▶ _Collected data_
——

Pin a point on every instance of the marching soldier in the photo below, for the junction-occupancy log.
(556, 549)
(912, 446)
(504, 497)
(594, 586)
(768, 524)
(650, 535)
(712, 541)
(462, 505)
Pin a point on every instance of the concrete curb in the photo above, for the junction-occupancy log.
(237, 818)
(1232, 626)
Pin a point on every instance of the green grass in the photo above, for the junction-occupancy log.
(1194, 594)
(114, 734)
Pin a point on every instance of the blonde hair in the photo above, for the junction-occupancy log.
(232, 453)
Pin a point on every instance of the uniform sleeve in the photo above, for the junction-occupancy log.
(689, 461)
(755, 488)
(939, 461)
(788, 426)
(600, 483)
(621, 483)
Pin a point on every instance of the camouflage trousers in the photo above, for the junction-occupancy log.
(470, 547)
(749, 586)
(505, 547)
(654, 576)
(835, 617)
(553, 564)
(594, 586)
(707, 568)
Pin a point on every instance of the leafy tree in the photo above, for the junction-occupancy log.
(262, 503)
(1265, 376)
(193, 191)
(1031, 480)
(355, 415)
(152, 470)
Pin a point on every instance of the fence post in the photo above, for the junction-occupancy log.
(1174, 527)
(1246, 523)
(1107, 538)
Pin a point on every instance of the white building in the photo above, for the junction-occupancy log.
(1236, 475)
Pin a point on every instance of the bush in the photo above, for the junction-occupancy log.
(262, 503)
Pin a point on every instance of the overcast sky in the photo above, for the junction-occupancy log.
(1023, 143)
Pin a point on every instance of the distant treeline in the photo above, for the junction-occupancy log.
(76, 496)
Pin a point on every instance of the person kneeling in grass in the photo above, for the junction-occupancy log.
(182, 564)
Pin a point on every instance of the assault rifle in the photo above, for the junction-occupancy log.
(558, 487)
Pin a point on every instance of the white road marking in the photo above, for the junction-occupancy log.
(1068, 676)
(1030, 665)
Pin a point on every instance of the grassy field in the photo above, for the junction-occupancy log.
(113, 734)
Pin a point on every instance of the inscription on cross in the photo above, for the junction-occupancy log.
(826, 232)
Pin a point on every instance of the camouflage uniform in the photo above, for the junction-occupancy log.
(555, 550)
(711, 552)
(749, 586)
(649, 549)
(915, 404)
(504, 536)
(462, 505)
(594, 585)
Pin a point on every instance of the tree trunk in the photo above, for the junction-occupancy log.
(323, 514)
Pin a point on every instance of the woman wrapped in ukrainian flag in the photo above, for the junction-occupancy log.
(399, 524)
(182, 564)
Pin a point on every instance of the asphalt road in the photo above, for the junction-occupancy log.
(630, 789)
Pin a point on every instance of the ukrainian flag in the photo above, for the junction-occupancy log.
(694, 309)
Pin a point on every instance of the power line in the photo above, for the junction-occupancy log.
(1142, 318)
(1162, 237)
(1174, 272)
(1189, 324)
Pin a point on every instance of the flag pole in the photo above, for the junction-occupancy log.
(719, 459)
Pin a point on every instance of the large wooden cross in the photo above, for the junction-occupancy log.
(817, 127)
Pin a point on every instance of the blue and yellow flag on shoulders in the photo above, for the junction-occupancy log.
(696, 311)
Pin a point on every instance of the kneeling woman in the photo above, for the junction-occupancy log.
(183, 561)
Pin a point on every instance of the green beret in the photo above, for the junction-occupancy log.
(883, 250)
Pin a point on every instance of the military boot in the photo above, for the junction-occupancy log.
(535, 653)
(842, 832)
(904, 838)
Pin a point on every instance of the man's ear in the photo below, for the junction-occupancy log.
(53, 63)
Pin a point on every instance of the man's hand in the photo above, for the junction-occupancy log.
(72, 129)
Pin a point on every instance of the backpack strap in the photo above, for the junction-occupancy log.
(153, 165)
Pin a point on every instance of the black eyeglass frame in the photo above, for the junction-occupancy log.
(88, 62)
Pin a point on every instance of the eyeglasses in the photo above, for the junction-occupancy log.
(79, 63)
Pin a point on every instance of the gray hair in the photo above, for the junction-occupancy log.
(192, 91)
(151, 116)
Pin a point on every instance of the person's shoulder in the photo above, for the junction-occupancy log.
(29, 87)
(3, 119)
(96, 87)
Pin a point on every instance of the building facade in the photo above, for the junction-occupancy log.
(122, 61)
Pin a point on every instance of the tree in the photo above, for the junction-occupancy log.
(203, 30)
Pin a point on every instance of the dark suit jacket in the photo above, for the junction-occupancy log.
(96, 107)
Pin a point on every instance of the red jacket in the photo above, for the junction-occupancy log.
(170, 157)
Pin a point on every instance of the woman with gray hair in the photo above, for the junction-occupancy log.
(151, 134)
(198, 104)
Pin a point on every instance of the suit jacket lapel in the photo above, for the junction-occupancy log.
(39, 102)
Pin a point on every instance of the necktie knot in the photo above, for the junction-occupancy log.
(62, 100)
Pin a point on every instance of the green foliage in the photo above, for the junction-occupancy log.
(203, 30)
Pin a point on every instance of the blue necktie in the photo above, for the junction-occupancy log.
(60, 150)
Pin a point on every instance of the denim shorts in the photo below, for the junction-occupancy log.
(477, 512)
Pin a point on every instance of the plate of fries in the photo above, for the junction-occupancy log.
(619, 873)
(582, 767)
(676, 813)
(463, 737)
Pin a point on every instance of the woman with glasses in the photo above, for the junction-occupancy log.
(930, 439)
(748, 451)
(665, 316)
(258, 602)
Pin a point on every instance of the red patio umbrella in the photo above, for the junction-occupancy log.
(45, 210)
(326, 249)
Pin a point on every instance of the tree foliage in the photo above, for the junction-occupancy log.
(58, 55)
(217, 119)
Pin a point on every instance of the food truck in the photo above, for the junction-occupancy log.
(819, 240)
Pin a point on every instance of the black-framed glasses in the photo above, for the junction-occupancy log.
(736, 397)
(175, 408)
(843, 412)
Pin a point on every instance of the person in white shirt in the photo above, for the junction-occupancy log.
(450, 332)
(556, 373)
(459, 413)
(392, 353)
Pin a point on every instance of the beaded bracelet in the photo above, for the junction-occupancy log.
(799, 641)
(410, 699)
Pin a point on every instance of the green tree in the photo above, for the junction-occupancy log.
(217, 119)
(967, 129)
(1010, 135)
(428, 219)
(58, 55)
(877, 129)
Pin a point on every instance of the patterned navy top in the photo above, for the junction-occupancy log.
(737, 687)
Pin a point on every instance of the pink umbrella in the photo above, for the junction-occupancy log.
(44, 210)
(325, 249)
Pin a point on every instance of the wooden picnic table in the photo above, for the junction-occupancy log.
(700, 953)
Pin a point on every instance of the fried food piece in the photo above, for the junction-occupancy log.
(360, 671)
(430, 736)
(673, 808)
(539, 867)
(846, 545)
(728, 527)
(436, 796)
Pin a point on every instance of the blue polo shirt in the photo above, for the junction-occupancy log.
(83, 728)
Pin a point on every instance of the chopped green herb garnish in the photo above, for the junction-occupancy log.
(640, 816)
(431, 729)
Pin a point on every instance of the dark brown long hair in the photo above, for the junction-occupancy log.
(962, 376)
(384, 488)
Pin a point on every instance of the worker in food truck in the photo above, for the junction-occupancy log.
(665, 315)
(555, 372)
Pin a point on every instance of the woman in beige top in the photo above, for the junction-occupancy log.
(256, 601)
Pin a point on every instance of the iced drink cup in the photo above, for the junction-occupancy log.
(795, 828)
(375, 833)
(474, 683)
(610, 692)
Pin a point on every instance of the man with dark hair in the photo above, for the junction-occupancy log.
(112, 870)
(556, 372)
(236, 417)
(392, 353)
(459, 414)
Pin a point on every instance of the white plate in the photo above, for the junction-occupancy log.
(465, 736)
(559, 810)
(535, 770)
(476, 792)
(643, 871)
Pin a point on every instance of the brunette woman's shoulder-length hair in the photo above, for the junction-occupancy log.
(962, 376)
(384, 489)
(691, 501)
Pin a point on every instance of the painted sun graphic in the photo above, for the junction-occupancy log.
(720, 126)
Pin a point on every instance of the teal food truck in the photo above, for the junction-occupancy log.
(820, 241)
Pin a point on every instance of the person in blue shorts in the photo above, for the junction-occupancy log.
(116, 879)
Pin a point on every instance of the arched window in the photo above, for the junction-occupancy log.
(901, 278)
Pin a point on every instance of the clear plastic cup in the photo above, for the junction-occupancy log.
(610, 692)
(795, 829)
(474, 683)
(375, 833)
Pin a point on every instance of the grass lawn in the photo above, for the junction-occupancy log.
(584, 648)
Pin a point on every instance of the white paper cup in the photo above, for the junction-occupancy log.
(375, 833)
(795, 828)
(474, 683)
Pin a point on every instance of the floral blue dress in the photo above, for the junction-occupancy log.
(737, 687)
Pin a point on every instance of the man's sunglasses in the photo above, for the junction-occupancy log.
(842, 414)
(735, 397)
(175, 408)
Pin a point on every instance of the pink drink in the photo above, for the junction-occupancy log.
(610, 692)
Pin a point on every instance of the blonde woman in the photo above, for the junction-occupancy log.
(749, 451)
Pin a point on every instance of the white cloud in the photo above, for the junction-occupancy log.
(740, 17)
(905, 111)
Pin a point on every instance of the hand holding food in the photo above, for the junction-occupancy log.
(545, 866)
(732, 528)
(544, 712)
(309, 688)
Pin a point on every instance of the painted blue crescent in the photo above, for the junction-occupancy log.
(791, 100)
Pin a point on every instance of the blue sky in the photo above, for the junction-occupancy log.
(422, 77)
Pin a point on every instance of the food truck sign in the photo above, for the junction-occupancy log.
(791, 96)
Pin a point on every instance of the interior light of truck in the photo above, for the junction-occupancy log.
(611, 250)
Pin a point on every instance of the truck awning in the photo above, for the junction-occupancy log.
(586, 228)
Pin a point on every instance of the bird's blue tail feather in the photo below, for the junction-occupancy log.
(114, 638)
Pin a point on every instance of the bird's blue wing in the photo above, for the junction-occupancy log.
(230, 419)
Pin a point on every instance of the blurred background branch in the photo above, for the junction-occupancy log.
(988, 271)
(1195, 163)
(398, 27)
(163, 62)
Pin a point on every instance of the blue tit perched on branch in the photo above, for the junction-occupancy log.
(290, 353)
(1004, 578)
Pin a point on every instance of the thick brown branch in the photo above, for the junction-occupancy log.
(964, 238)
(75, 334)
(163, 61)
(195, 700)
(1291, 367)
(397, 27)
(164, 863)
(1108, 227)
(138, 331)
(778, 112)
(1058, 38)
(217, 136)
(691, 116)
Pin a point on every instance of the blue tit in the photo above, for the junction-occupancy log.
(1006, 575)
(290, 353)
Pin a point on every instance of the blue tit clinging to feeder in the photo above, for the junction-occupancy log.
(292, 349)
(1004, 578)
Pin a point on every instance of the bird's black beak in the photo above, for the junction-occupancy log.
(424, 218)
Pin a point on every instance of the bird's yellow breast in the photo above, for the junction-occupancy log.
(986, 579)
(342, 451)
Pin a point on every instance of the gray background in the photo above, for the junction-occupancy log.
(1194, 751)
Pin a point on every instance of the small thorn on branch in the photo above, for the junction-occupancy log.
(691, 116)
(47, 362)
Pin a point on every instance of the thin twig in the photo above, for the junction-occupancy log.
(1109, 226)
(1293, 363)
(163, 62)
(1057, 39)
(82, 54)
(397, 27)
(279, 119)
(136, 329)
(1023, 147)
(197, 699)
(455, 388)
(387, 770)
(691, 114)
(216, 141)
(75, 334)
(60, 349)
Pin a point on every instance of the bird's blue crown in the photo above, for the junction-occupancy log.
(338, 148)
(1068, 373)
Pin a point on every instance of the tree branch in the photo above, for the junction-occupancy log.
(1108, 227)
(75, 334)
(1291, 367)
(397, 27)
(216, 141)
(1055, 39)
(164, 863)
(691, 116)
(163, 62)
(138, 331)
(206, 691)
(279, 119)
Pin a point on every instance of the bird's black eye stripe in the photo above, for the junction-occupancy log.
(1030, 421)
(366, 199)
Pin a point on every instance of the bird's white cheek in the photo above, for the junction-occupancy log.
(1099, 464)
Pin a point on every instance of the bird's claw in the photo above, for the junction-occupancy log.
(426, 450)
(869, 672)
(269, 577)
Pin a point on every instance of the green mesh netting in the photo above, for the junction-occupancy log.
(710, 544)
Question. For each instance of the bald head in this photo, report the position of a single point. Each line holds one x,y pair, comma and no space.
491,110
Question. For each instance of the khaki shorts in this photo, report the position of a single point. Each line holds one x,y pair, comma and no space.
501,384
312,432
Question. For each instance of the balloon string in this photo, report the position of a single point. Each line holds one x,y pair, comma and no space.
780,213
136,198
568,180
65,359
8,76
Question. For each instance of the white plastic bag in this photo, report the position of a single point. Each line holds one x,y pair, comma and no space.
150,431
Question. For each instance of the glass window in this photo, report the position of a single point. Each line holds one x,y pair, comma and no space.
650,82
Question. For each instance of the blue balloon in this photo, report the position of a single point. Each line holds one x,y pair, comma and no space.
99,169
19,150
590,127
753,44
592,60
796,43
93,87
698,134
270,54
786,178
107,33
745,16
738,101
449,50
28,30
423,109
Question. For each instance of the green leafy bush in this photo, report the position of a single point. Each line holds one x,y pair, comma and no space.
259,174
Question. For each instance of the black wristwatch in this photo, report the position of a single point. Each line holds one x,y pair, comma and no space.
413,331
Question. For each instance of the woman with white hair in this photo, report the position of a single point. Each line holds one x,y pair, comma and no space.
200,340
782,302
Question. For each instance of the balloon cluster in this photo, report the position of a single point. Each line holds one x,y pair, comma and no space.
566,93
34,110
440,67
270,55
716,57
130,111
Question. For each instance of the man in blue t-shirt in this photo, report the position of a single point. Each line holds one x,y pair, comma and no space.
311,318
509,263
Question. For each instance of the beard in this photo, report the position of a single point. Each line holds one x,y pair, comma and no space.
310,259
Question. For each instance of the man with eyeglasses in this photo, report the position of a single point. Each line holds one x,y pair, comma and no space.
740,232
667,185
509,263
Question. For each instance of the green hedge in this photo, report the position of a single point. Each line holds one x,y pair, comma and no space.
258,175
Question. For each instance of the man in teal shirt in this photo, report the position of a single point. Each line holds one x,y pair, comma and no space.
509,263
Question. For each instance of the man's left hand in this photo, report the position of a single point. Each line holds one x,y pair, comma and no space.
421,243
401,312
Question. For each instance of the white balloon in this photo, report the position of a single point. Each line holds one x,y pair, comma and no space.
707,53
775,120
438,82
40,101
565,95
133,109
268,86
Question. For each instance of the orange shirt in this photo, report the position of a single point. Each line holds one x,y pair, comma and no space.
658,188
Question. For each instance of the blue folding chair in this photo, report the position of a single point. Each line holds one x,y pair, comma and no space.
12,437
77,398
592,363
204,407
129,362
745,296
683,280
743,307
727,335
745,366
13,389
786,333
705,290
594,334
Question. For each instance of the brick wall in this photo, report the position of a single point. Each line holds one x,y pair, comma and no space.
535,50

——

Begin with the line that contains "Question. For each instance of the green hedge" and print each line exactly until the data ends, including the last line.

Question. For each instance of the green hedge in this photo, report the position of a single point. Each line holds one x,y pair, comma and no space.
258,175
Question. For each instance of the man in teal shirt in this photo, report the position of a single point. Each line holds one x,y pair, comma and no space.
509,263
Question. For each instance of the man's left hand in this photo, report the position of a single point. Each line holds one x,y pair, comma and no space.
421,243
401,312
Question. For each instance of the white balloon in this photo, report the position of a single point. Each line holds one x,y pair, comma and no space.
707,53
775,120
438,82
40,101
565,95
133,109
268,86
Question. For each instance of the orange shirt in this photo, report the position of a single point. Each line holds one x,y pair, comma and no space.
658,188
Question. For each instance of the blue folding chair in this photo, report the position of a single point. Each line holds one x,y pair, comma and no space.
12,437
77,398
592,363
204,407
129,362
745,296
683,280
743,307
727,335
745,366
13,389
786,333
705,290
594,334
Question. For each instance of the brick wall in this photo, report the position of a single point. Each line holds one x,y pair, comma and no space.
535,50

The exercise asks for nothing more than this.